**Exercise goal**. Look through the lines below and copy each one that includes "flag".

****

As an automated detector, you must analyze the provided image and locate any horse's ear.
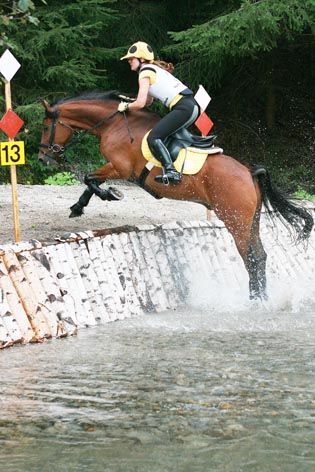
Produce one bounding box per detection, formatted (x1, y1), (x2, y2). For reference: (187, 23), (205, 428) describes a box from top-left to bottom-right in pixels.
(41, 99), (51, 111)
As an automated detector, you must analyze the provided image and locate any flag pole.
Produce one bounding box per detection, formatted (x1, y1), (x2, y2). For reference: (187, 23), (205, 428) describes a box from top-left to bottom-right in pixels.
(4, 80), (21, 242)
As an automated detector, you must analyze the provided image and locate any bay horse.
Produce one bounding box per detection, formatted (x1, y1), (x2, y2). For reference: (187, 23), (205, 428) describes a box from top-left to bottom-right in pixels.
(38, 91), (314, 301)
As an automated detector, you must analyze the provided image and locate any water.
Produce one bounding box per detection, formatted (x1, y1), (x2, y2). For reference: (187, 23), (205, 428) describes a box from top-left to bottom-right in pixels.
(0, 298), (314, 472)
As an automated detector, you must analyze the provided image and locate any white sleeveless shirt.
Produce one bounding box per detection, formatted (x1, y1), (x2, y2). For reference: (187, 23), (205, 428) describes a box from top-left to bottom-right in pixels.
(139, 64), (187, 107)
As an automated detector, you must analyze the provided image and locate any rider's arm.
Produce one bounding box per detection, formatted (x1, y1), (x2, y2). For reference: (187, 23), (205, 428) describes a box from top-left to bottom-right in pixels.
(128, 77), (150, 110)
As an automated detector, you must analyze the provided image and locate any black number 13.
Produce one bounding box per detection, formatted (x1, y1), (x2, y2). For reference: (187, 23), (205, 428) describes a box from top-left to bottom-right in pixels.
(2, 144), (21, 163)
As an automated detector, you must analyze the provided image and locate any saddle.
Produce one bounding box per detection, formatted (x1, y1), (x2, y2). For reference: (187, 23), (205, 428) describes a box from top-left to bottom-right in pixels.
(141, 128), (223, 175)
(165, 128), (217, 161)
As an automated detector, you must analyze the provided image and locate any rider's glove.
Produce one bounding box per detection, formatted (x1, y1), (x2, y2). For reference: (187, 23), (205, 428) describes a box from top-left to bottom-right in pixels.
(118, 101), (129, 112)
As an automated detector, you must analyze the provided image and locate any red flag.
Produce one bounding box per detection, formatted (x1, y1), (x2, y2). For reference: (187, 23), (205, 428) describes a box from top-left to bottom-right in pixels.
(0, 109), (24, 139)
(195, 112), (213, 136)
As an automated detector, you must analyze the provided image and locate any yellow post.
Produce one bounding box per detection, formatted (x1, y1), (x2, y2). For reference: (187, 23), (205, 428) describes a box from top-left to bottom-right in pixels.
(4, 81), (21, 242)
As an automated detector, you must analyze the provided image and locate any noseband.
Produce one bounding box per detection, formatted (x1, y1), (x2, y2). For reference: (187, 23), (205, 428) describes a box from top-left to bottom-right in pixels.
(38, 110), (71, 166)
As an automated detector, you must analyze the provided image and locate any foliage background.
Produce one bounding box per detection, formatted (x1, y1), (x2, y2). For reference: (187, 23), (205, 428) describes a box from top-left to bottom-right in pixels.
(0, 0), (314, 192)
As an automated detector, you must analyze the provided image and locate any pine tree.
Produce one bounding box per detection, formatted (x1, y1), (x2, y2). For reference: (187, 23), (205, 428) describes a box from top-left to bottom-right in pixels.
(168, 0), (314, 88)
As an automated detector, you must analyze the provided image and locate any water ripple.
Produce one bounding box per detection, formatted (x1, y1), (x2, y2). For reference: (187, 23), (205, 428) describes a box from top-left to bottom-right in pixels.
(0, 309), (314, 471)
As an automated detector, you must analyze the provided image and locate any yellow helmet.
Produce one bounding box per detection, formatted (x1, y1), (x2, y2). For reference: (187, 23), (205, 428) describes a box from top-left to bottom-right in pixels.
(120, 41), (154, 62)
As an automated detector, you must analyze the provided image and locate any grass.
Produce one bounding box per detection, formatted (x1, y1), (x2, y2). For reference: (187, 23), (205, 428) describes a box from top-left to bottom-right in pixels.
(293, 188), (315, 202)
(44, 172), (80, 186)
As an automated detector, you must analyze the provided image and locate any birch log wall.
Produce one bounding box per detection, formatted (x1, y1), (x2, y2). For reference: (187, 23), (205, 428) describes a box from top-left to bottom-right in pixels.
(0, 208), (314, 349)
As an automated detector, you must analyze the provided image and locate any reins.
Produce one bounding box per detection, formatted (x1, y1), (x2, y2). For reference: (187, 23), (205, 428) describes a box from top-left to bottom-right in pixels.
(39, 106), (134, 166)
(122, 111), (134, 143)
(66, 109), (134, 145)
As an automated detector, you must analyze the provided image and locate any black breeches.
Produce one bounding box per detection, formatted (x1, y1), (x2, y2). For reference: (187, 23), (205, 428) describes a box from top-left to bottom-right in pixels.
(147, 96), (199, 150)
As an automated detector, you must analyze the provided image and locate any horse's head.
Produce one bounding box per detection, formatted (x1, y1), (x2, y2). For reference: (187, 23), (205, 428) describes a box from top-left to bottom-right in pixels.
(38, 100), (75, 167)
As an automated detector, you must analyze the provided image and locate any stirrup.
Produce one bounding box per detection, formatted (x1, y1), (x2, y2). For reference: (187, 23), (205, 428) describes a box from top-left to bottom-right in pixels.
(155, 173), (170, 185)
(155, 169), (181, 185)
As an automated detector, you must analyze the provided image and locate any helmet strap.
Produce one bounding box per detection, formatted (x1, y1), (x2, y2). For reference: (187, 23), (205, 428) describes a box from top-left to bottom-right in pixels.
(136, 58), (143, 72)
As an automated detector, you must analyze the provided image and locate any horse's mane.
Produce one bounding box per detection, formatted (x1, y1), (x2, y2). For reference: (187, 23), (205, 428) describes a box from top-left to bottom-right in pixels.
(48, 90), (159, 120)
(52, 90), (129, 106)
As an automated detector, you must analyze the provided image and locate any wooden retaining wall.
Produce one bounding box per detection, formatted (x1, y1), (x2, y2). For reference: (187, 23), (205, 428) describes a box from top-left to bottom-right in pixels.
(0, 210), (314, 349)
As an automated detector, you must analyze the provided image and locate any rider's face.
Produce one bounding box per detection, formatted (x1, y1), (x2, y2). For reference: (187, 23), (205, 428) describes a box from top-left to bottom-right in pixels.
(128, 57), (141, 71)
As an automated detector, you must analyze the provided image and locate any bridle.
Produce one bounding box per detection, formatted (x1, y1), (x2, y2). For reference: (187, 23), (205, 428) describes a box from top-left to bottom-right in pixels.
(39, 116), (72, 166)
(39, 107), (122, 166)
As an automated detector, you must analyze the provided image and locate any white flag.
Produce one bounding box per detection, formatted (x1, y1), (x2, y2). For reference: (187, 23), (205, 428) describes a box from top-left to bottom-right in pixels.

****

**Solution to this task**.
As an automated detector, you must analyze the provided image and locate any flag pole.
As an automated detector, you must analyze the provided image and locate any red flag.
As an automated detector, you must analyze the provided image and locate any white flag.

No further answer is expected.